------ LÍNEAS DE DATOS
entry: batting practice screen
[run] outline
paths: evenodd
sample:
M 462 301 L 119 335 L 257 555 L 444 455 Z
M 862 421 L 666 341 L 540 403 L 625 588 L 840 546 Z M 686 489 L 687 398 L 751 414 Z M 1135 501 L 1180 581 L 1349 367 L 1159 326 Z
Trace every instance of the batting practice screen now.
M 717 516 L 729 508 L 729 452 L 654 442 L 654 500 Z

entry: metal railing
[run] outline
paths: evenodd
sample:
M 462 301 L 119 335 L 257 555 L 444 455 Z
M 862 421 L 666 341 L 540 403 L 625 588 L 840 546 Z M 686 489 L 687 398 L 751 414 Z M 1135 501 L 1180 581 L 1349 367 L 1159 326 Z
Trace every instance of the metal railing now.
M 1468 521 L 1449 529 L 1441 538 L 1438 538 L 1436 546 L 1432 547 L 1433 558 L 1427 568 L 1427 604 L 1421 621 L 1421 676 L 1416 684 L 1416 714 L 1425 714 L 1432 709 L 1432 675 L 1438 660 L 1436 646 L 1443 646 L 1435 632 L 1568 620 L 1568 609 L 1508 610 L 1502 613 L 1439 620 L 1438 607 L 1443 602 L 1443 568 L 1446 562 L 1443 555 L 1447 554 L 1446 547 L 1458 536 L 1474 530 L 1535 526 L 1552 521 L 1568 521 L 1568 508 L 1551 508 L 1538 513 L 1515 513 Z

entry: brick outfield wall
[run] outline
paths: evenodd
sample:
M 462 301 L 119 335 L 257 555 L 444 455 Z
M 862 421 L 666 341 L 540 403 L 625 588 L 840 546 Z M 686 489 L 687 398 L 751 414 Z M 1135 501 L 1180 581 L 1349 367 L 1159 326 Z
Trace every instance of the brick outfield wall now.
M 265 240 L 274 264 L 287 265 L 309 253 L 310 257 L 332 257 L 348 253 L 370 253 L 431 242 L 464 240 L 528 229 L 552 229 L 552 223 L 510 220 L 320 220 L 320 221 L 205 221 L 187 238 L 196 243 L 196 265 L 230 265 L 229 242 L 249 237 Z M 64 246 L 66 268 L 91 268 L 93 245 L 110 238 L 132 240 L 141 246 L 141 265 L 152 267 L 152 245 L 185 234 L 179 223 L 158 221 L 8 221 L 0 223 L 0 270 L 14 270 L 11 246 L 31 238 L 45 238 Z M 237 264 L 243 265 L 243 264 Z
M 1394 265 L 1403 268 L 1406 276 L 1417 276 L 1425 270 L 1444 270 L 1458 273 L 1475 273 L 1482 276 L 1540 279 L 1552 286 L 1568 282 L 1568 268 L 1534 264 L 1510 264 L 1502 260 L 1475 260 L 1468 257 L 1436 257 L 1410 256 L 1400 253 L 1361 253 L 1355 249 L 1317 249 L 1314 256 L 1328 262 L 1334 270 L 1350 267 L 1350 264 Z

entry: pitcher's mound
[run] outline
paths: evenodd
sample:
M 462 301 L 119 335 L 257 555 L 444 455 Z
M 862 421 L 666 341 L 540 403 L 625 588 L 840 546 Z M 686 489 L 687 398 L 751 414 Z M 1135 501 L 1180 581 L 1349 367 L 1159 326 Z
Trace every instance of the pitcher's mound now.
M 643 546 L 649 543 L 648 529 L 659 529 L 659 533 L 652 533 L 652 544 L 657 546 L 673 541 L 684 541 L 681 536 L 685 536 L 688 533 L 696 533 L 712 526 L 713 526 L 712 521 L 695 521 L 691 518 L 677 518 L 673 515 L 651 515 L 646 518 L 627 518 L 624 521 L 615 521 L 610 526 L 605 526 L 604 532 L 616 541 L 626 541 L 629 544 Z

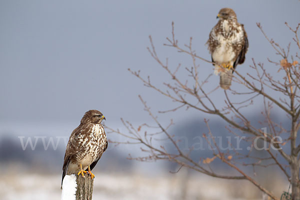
------------
*LA TAREA*
Reproduce sin cambios las líneas desde el comienzo hasta la que contiene "M 717 516 L", incluidas la primera y esa última.

*RESPUESTA A CONTINUACIÓN*
entry: batting practice screen
[run] outline
paths: evenodd
sample:
M 462 301 L 119 335 L 257 555 L 444 455 Z
M 862 421 L 666 341 L 540 403 L 625 588 L 840 546 Z M 686 489 L 687 398 L 751 414 Z M 1135 501 L 1180 581 L 1349 367 L 1159 326 Z
Trace every instance of the batting practice screen now.
M 717 516 L 729 508 L 729 452 L 654 442 L 654 500 Z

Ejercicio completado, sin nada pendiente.